Candy Metallic Transport March 29, 2011Posted by The Typist in cryptical envelopment, New Orleans, NOLA, The Narrative, Toulouse Street.
The bicycle leaned up against the side of the house at the back of the side alley: two flat tires, one of the struts that hold the fender missing its bolt, handle bars akimbo: cast out of its home in the back shed to join me in bachelor quarters among its new friends the cast-off couch and other odd bits of furniture; TV trays from which I ate childhood’s Swanson TV dinners while watching Flintstone reruns, unraveling canvas Jazz Fest chairs, a stained and vaguely aromatic white folding crawfish table now desk, the new futon and the finicky bedside touch lamp that flickers like a ghost detector through its three way settings as I pass.
Against the muted colors of Home Depot’s cheapest carpet and the vaguely yellow walls the gaudy whitewalls and pearlescent frame glow faintly, suggesting something toxic from another planet. The shade of green is a ghastly metallic last seen on a 1970s Plymouth Road Runner, an intentionally distant, mobile home cousin of the avocado appliance. The combination of the color and the gleaming chrome certainly makes a statement; one I’m entirely sure I agree with but—having made it—must live with.
There is nothing to do but up end the bike on its handlebars, look for a bolt for the disconnected strut, and pump up the tires. The wheels spin true as best I can tell with an untrained eye but the brakes are a mess, almost impossible to adjust so that they do not rub and still stop but I’ll have to make another attempt. Things come to me lately–the gifts of art that fills the walls, an opulent convection toaster oven from my sister, the genuine FEMA trailer couch—to fill my simple needs. I had thought about the bike, considered buying a better one than this Wal-Mart monstrosity as soon as this week when I got the call telling me to pick it up or it would go on the curb.
Something or someone means me to ride this bike, and I might as well see where it takes me.

## ENTRIES SUPPLIED
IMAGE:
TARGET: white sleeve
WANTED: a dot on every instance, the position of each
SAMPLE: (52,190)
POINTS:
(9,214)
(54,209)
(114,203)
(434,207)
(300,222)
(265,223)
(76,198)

## ABOUT THIS EXERCISE
Rewrite the part of the bicycle piece that opens with the words containing "Candy Metallic Transport" and closes with "settings as I pass.", putting "card table" in place of "crawfish table".

## EXPECTED ANSWER
Candy Metallic Transport March 29, 2011Posted by The Typist in cryptical envelopment, New Orleans, NOLA, The Narrative, Toulouse Street.
The bicycle leaned up against the side of the house at the back of the side alley: two flat tires, one of the struts that hold the fender missing its bolt, handle bars akimbo: cast out of its home in the back shed to join me in bachelor quarters among its new friends the cast-off couch and other odd bits of furniture; TV trays from which I ate childhood’s Swanson TV dinners while watching Flintstone reruns, unraveling canvas Jazz Fest chairs, a stained and vaguely aromatic white folding card table now desk, the new futon and the finicky bedside touch lamp that flickers like a ghost detector through its three way settings as I pass.